DOCUMENT PASSAGE >>
= = =
The way we get over dental-phobia at Aquae Sulis is by listening to our patients. Listening to their story, realising what it is that’s made them frightened and addressing those issues. We treat anxious patients very carefully, very slowly and at their pace, explaining everything as we go, and just doing what they’re comfortable with.

Sedation is really important because even with a gentle approach there are times when it’s just too much of an obstacle for patients to overcome. Intravenous sedation is a brilliant way to get patients relaxed and take away the butterflies, and it means that often they won’t have a memory of the procedure.

Patients under conscious sedation can respond to commands such as “open your mouth” and while they might drift off to sleep, it’s a sleep they can come round from, so it’s a very safe and gentle procedure.

Patients feel a bit sleepy for a few hours following the procedure and we make sure there are arrangements in place for them to be chaperoned for 24 hours afterwards. It’s forbidden to drive, sign legal documents or be responsible for children within 24 hours of receiving conscious sedation.

Where patients remember the dental procedure they report feeling very relaxed with no anxiety. Sedation lowers the blood pressure and makes people able to cope with dental procedures comfortably, a good example being the way it takes away the gag reflex.

The gag reflex is quite a normal reaction for patients to have when they feel that something may go down the back of the throat, and it completely goes away under conscious sedation. If we are doing an impression in the patient’s mouth (for a crown, for example) patients can choke and struggle with the feeling, and sedation simply takes all that unpleasantness away.
= = =
DATA EXTRACT >>
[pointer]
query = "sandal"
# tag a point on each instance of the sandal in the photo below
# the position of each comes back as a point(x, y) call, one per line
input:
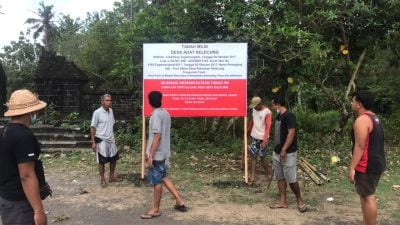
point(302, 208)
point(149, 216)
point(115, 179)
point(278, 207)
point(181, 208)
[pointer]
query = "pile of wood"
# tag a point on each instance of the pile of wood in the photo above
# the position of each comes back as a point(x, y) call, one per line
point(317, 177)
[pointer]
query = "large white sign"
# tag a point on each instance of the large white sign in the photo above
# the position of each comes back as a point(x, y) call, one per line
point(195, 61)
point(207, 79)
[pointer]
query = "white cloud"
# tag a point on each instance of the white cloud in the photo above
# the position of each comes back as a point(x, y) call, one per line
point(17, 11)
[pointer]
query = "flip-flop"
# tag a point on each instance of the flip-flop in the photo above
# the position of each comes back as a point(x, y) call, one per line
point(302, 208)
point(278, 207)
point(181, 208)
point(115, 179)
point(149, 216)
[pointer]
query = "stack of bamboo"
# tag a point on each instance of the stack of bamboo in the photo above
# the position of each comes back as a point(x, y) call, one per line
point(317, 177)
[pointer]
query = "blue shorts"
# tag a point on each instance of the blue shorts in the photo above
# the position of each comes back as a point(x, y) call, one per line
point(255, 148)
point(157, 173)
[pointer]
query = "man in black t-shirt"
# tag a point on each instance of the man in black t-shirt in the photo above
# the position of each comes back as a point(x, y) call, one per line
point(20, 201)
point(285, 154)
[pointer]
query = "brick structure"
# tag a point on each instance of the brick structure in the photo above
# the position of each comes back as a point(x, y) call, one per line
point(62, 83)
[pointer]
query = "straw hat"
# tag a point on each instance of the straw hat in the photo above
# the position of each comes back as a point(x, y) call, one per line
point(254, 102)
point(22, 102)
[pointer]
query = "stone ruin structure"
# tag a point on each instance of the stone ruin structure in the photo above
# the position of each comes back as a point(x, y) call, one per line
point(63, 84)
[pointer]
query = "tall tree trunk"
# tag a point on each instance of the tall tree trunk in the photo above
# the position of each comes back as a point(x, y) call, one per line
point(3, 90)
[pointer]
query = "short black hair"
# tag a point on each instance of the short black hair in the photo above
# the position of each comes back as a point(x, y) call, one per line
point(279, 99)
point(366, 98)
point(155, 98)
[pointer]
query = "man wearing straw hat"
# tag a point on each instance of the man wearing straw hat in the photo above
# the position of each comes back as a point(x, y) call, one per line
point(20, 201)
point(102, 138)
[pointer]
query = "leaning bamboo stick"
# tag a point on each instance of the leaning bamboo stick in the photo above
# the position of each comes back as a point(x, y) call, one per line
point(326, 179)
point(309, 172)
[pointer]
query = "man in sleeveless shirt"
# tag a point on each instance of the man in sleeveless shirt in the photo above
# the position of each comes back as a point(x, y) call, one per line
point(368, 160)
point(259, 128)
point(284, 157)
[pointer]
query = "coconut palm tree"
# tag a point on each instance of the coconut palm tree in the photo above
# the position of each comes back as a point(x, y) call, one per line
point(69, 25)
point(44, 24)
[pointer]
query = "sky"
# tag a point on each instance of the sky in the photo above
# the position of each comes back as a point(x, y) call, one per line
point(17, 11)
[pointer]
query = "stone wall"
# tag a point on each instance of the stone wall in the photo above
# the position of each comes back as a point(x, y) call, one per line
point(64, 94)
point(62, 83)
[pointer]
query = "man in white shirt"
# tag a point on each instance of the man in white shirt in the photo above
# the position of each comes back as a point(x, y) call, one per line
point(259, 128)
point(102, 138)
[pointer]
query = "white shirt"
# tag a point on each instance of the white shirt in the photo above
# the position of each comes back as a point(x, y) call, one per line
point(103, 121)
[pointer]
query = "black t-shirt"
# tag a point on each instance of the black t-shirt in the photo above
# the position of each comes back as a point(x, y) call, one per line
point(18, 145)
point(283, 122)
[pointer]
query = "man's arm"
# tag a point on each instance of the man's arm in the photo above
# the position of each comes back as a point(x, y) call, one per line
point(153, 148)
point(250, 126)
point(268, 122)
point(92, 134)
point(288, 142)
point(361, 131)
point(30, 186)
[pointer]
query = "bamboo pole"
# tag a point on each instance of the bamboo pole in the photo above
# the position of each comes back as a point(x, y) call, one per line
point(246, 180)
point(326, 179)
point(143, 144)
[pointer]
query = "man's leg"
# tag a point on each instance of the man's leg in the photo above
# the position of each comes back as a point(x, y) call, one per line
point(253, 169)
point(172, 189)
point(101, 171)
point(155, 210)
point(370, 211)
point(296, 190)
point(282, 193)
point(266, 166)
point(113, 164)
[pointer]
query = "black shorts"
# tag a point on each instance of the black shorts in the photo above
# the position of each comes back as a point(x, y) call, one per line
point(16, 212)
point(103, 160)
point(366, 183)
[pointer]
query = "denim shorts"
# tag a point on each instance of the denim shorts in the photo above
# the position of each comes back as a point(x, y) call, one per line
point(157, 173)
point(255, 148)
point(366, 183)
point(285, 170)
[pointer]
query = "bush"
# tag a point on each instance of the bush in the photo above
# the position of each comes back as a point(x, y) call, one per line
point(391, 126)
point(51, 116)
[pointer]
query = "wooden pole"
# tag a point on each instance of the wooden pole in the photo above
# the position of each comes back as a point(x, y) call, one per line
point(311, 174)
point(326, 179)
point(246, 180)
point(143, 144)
= = =
REQUIREMENT 1 >> According to the dental sedation passage, for how long afterwards must a chaperone accompany a patient who has received conscious sedation?
REQUIREMENT 2 >> Copy the dental sedation passage between "Sedation is really" and "and gentle procedure.", inclusive.

WRITTEN RESPONSE 1 >> 24 hours.

WRITTEN RESPONSE 2 >>
Sedation is really important because even with a gentle approach there are times when it’s just too much of an obstacle for patients to overcome. Intravenous sedation is a brilliant way to get patients relaxed and take away the butterflies, and it means that often they won’t have a memory of the procedure.

Patients under conscious sedation can respond to commands such as “open your mouth” and while they might drift off to sleep, it’s a sleep they can come round from, so it’s a very safe and gentle procedure.